'''

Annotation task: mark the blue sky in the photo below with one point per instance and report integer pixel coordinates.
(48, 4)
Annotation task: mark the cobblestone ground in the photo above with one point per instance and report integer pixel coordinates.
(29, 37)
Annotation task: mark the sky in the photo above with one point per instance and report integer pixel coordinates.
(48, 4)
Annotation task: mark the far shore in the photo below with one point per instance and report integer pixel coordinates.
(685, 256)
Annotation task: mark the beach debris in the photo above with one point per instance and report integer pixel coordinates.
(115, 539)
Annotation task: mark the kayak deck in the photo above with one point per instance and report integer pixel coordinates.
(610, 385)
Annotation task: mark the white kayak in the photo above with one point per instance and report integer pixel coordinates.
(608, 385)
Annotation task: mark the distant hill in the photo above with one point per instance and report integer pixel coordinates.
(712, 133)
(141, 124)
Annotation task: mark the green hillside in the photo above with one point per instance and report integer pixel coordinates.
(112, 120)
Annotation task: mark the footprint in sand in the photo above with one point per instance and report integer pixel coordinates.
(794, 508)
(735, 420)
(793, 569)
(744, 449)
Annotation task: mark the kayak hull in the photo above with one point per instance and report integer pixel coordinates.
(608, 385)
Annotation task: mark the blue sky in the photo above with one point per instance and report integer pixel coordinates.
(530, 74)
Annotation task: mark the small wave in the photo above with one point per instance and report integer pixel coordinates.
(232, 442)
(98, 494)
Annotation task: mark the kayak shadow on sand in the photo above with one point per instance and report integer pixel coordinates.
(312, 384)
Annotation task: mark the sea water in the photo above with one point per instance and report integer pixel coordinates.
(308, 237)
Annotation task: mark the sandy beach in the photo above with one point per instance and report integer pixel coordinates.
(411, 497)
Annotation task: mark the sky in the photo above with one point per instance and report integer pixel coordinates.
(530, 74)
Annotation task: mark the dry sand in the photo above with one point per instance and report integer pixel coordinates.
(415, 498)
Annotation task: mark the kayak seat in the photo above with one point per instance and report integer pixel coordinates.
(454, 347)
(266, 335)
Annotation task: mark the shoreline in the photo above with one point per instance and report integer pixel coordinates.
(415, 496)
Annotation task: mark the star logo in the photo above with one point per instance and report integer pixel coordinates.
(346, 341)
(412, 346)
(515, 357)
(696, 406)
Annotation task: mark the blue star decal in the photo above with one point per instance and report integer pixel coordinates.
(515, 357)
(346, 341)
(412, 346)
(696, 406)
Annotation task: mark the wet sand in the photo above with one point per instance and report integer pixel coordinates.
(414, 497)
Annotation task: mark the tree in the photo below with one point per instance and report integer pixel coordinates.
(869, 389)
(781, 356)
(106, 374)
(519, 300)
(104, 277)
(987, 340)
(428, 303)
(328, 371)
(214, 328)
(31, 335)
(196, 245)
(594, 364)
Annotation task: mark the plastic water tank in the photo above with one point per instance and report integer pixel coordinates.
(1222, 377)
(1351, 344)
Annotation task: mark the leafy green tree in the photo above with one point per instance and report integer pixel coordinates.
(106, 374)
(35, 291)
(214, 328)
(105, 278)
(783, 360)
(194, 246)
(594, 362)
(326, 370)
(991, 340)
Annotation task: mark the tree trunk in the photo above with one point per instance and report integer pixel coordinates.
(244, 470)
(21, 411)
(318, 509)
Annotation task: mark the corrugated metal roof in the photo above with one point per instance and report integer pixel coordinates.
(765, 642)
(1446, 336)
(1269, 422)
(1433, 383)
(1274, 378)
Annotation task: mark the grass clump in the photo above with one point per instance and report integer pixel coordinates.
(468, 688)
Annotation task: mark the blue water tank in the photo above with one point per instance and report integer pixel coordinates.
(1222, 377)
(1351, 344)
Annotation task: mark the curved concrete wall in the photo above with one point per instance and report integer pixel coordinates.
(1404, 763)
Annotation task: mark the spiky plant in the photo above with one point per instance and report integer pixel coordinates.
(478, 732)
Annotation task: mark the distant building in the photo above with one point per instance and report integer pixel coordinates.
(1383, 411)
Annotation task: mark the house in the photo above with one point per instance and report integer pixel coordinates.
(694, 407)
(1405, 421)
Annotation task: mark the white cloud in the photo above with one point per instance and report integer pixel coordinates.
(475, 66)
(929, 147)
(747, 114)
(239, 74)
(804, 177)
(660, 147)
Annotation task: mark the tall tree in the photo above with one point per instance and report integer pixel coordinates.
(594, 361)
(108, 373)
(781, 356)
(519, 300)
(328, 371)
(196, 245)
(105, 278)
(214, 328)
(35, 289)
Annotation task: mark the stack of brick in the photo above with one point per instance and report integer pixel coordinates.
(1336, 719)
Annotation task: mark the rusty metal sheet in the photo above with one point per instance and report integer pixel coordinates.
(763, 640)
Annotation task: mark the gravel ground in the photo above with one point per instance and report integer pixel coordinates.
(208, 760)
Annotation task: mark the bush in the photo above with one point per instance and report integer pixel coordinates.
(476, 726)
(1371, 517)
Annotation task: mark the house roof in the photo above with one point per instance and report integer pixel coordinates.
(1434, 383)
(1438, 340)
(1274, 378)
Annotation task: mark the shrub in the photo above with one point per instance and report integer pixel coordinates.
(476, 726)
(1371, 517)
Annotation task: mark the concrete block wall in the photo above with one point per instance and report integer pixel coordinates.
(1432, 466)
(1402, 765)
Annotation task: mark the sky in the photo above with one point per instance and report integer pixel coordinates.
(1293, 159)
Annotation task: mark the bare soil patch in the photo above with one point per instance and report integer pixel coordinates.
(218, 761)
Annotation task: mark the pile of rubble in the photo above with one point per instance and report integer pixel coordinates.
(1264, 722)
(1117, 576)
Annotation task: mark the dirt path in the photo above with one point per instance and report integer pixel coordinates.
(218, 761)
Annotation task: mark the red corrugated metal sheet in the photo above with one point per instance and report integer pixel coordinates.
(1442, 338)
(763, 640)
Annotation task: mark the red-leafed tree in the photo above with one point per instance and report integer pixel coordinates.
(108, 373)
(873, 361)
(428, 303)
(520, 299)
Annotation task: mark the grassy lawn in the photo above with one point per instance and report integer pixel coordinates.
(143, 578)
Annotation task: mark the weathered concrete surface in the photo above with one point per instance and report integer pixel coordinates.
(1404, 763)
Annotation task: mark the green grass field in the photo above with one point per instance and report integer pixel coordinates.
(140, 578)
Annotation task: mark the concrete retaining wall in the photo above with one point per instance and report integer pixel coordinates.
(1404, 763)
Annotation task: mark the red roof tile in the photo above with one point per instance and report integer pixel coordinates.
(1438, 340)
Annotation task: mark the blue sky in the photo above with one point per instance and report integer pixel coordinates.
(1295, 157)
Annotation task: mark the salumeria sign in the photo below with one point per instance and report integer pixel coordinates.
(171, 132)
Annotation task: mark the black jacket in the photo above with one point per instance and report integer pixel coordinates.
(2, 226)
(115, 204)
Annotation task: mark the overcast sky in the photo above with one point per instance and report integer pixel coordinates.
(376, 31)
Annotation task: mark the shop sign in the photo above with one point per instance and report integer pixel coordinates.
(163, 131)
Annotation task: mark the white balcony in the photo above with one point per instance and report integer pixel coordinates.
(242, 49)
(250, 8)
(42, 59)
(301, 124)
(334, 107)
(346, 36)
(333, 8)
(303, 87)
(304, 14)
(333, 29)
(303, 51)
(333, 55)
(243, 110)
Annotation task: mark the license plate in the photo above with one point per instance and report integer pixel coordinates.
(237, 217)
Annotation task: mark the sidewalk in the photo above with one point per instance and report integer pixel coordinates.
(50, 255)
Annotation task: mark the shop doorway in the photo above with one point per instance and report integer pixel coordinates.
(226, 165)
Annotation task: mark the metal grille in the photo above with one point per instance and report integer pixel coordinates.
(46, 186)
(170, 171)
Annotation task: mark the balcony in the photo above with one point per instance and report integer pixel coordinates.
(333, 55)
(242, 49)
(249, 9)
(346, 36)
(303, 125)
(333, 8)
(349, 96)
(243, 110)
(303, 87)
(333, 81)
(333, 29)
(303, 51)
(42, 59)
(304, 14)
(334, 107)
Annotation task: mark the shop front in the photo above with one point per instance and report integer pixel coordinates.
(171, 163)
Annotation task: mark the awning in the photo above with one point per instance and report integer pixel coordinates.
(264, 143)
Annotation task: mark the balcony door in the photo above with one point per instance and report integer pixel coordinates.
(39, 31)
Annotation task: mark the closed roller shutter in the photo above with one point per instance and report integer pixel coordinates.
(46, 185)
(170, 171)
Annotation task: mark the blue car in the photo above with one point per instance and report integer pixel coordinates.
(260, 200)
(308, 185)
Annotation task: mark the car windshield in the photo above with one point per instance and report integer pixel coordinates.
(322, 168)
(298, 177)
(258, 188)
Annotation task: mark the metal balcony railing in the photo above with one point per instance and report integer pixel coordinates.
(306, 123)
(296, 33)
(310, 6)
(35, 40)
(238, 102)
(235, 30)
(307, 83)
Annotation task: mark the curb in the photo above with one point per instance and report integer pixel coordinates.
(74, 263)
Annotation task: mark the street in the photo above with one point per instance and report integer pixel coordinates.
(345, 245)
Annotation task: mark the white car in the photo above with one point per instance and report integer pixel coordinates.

'''

Starting with the line that holds "Annotation task: mark the street", copy each remaining line of the listing above exactly, through the last one.

* [RESPONSE TO THE EXERCISE]
Annotation task: mark the street in the photo above with one point per instance and report integer pixel coordinates.
(345, 245)
Annotation task: mark the white car in the photo above with one point per instance and report integer pixel coordinates.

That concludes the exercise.